> **THE TASK**: Your task is to restate word for word the line containing "of the stone" and each line that follows it in the listing, and only those.

***** PROVIDED INFORMATION

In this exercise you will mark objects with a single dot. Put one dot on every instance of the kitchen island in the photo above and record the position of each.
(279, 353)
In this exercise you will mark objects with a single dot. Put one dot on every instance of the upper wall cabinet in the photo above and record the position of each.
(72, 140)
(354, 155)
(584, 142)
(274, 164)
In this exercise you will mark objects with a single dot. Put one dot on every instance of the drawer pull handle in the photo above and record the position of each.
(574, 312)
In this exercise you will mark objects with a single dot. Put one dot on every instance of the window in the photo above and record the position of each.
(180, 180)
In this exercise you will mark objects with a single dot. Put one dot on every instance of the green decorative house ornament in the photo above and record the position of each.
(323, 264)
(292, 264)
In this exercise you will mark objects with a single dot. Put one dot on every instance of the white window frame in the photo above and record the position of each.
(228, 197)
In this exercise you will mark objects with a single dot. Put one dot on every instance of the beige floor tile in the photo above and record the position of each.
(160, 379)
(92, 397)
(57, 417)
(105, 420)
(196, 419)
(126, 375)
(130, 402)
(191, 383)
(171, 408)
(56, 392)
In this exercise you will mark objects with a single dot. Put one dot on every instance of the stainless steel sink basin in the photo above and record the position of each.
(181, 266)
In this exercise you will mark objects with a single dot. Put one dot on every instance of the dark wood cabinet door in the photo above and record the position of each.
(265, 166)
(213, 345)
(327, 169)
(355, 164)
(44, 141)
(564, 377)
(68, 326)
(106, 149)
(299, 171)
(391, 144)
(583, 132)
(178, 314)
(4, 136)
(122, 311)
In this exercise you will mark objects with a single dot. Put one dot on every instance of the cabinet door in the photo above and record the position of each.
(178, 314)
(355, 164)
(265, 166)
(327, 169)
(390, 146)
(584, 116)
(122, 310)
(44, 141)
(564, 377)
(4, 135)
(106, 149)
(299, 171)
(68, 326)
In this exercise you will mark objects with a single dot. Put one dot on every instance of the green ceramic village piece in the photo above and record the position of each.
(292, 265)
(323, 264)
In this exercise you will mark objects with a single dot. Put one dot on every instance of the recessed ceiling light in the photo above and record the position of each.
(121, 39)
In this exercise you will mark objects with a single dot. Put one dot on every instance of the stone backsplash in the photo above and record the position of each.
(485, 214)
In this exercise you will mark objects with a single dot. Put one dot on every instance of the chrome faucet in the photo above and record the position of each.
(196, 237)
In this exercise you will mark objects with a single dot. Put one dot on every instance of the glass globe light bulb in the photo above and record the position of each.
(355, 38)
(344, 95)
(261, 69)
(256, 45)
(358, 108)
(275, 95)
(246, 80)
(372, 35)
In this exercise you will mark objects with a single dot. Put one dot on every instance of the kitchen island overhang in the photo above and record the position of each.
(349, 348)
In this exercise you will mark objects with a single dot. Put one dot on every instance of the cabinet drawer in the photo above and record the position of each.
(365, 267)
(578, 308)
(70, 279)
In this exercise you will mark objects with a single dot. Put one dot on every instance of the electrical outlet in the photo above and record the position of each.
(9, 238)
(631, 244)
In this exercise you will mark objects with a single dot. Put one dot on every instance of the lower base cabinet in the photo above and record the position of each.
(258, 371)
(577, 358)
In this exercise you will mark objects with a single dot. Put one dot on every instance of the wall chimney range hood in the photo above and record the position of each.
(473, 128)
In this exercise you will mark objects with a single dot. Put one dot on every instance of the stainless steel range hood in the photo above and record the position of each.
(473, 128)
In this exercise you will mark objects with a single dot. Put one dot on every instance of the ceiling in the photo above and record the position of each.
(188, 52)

**********

> **RESPONSE AREA**:
In this exercise you will mark objects with a single dot. Put one dot on every instance of the stone backsplash in the photo above and record the position of each.
(485, 214)
In this exercise you will mark objects with a single dot. Put one dot on every instance of the chrome faucet in the photo above and record the position of each.
(196, 237)
In this exercise you will mark objects with a single dot. Put one dot on every instance of the glass globe light bulb in the photo above and record the position of each.
(355, 38)
(344, 95)
(261, 69)
(256, 45)
(358, 108)
(275, 95)
(246, 80)
(372, 35)
In this exercise you will mark objects with a single dot. Put one dot on every instance of the kitchen island overhang in the photo above and record the position of each.
(349, 348)
In this exercise you will mark objects with a single dot. Put one dot on every instance of the cabinet drawer in the photo above and record the position of each.
(365, 267)
(578, 308)
(70, 279)
In this exercise you will mark objects with a single dot. Put one dot on every instance of the electrical outlet in the photo above and record the position of each.
(9, 238)
(631, 244)
In this exercise you will mark objects with a single dot. Put one dot on every instance of the lower base cabinet in the photo above and record the position of each.
(258, 371)
(577, 358)
In this exercise you will mark objects with a single dot. Put one dot on every instance of the wall chimney range hood in the photo above and record the position of each.
(473, 128)
In this exercise you will mark objects with a single dot. Put one dot on every instance of the stainless steel range hood in the photo above and record the position of each.
(473, 128)
In this exercise you will mark objects with a single dot. Put one dot on every instance of the ceiling in the photo above and record the position of each.
(188, 52)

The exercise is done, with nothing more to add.